DIRECTIONS FOR THIS TASK:
Return, unchanged, the lines from the one with "Where can you see the bridge" to the one with "column 145, row 283", including both of those lines.

Records:
********************

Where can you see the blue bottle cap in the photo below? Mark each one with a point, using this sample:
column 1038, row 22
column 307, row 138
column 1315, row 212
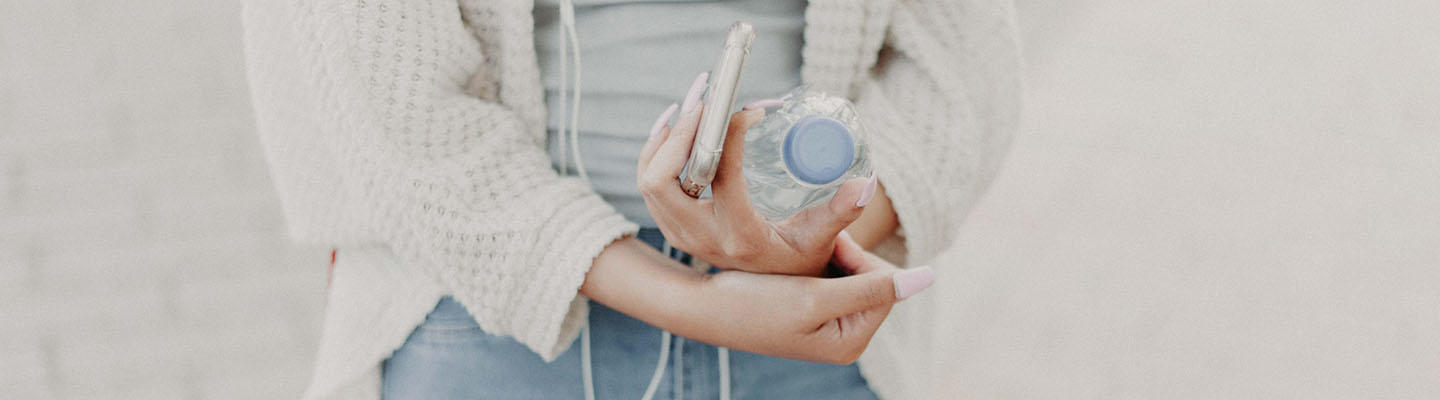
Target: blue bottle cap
column 818, row 150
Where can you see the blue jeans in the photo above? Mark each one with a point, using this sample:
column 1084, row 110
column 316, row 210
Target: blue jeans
column 450, row 357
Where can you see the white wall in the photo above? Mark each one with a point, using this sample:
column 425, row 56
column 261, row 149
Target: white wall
column 141, row 251
column 1211, row 199
column 1223, row 199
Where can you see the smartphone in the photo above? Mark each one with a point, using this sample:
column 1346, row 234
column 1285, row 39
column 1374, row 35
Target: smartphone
column 714, row 120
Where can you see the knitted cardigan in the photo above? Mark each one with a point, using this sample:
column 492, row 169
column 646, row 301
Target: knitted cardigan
column 411, row 135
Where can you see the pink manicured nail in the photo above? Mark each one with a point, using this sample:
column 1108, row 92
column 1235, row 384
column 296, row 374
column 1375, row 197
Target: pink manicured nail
column 763, row 104
column 913, row 281
column 870, row 190
column 693, row 97
column 664, row 117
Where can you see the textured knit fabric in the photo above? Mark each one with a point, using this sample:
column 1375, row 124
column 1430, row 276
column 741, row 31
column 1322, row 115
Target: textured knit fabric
column 411, row 134
column 450, row 357
column 666, row 43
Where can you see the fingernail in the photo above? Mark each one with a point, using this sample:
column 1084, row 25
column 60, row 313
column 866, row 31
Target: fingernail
column 913, row 281
column 870, row 190
column 763, row 104
column 693, row 97
column 660, row 123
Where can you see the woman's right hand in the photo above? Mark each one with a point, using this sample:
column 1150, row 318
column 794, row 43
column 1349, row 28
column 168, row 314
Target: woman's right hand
column 792, row 317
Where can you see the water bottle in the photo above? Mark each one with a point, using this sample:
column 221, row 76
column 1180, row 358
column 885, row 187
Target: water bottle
column 802, row 153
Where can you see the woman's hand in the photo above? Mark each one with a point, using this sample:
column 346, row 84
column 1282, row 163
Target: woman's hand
column 726, row 230
column 792, row 317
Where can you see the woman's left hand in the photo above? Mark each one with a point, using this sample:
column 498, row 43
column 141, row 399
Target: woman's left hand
column 726, row 230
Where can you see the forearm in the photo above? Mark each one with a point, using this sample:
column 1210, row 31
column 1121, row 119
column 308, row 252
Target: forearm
column 638, row 281
column 876, row 222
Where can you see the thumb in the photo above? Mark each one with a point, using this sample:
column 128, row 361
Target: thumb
column 877, row 288
column 825, row 220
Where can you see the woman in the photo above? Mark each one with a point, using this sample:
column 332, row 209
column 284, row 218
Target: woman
column 412, row 135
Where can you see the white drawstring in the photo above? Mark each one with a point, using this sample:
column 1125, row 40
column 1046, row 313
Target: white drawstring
column 570, row 140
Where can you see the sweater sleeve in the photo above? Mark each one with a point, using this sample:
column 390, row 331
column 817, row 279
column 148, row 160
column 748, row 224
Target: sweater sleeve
column 460, row 187
column 942, row 104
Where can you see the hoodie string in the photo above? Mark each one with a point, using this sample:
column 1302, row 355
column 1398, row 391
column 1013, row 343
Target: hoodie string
column 569, row 51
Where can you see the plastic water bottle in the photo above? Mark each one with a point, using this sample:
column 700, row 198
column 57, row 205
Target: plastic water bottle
column 802, row 153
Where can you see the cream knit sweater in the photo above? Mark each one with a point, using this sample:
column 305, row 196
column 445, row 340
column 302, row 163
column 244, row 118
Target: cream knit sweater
column 411, row 135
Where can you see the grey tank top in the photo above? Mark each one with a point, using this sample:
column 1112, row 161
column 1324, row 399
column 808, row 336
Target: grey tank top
column 638, row 58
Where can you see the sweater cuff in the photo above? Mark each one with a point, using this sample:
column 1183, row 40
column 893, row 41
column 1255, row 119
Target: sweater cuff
column 897, row 169
column 550, row 308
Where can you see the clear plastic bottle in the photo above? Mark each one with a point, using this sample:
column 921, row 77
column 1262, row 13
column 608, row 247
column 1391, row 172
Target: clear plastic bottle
column 802, row 153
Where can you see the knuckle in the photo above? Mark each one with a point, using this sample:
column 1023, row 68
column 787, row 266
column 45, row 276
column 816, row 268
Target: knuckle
column 742, row 251
column 651, row 184
column 851, row 353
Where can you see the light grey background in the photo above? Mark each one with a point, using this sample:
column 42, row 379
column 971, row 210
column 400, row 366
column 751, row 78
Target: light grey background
column 1211, row 199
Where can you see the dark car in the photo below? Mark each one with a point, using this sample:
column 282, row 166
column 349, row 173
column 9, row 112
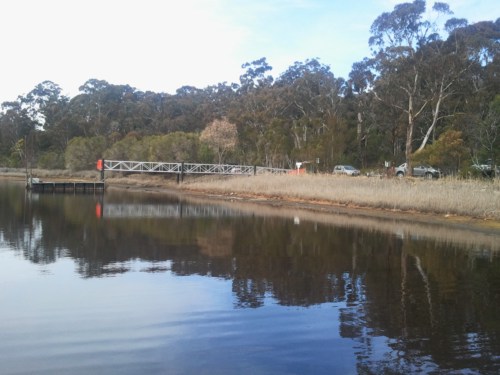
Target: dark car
column 346, row 169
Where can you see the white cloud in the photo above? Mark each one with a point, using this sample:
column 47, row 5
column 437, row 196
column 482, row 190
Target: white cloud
column 163, row 45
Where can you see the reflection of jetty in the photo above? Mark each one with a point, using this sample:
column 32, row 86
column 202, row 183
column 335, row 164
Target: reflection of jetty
column 65, row 187
column 166, row 211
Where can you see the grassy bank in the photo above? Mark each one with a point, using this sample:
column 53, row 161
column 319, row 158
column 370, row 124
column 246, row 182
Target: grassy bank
column 471, row 198
column 445, row 197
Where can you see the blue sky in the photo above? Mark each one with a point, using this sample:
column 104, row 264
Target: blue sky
column 161, row 45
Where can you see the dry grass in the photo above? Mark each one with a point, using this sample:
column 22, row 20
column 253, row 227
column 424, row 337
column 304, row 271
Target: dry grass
column 469, row 198
column 472, row 198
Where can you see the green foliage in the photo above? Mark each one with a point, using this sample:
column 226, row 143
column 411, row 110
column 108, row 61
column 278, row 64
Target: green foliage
column 448, row 152
column 82, row 153
column 51, row 160
column 175, row 147
column 414, row 86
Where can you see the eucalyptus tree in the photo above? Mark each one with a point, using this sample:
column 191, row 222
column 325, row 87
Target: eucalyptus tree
column 16, row 125
column 413, row 61
column 252, row 109
column 311, row 102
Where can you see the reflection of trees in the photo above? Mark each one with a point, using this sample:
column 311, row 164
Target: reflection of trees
column 433, row 304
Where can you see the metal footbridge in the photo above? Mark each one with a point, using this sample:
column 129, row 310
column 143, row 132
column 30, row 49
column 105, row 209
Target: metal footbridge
column 185, row 168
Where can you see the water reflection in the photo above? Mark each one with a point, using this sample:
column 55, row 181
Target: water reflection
column 435, row 297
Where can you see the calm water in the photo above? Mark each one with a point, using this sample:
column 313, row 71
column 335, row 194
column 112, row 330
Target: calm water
column 153, row 284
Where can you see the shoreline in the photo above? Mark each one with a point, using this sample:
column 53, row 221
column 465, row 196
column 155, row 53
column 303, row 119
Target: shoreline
column 322, row 207
column 164, row 186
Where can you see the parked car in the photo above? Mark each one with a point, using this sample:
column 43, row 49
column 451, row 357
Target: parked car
column 346, row 169
column 420, row 170
column 487, row 169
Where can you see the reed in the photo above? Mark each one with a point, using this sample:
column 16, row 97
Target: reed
column 447, row 196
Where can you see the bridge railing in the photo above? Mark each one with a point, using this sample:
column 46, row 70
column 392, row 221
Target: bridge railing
column 188, row 168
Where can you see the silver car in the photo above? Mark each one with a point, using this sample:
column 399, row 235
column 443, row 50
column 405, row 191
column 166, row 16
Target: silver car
column 420, row 170
column 346, row 169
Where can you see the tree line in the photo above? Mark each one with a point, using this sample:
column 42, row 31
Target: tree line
column 429, row 92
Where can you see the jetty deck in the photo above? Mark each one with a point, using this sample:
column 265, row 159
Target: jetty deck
column 66, row 187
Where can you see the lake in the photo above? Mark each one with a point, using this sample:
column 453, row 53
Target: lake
column 145, row 283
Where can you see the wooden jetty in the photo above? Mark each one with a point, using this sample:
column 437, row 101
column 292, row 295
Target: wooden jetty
column 65, row 187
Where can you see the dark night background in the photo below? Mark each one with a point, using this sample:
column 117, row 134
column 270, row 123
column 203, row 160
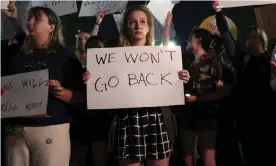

********************

WRITTEN REPLY:
Where can you see the bridge railing in the photo above? Mark each one with a point, using this sample:
column 46, row 70
column 392, row 221
Target: bridge railing
column 188, row 168
Where can you see the silver car in the photo above? Mark each one with a point, using this sample:
column 399, row 235
column 443, row 50
column 405, row 191
column 166, row 16
Target: silver car
column 420, row 170
column 346, row 169
Where can you see the tree line in the photo above? Mark each one with a point, using this sample:
column 42, row 31
Target: tree line
column 429, row 92
Where can you see the jetty deck in the photo above? Mark each one with a point, using this sample:
column 265, row 159
Target: jetty deck
column 66, row 187
Where can you see the lake in the photo above? Mark each one with a point, using this sample:
column 453, row 53
Target: lake
column 145, row 283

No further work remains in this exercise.